* start *

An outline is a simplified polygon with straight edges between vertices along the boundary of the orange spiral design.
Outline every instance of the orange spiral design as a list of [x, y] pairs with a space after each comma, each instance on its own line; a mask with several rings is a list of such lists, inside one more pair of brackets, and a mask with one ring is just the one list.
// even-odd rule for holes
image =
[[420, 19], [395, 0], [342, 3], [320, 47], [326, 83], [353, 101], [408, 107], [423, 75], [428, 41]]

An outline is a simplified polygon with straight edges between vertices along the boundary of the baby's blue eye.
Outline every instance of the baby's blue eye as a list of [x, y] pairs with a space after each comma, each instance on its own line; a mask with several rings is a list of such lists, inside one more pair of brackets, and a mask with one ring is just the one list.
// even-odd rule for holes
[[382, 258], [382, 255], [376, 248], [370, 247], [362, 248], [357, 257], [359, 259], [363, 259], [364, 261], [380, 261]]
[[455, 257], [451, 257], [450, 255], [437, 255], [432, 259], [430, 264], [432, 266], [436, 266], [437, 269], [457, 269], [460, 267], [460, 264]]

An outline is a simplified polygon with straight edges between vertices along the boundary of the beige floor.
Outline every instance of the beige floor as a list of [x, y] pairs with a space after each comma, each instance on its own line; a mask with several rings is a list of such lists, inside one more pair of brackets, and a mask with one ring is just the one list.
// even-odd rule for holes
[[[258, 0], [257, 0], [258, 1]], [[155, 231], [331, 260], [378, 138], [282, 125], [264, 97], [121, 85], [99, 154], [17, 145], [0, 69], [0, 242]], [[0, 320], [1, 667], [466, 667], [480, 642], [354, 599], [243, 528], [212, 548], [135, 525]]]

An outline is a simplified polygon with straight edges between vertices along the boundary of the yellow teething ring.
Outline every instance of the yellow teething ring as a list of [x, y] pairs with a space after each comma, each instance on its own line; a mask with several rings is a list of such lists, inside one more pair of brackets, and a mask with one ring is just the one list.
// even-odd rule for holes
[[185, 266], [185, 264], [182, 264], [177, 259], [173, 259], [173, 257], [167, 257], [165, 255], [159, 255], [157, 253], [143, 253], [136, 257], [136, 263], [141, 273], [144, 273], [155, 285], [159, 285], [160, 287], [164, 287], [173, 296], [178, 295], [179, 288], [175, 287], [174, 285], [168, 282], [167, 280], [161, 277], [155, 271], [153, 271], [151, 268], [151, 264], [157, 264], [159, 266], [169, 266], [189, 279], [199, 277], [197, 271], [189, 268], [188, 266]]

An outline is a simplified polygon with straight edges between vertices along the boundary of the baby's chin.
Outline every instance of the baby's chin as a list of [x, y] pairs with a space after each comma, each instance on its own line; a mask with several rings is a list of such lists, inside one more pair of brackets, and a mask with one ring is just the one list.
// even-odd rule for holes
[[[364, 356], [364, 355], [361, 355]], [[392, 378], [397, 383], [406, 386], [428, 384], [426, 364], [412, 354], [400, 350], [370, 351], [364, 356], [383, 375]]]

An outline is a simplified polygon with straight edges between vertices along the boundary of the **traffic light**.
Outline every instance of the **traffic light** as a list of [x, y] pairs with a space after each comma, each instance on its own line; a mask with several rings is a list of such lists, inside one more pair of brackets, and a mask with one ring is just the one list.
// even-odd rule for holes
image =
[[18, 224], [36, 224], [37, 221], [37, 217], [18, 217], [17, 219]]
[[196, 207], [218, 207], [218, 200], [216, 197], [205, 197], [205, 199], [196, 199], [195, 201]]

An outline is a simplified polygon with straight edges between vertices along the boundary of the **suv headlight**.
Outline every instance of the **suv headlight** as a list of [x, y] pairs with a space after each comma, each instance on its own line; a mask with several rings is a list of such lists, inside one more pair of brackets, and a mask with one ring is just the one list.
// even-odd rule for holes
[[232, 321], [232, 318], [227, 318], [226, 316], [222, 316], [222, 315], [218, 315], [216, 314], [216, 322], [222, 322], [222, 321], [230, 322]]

* end *

◆ Exercise description:
Render the records, from their start through the line containing "75], [428, 41]]", as a numbered list with one line per item and any blank lines omitted.

◆ Task output:
1. An outline is a simplified polygon with straight edges between vertices along the boundary of the orange spiral design.
2. Outline every instance of the orange spiral design as a list of [x, y] pairs with a space after each comma, each instance on its own line; a mask with several rings is a list of such lists, inside one more pair of brackets, and a mask with one ring is just the one list.
3. // even-odd rule for holes
4. image =
5. [[420, 19], [395, 0], [342, 3], [320, 47], [326, 83], [353, 101], [408, 107], [423, 75], [428, 41]]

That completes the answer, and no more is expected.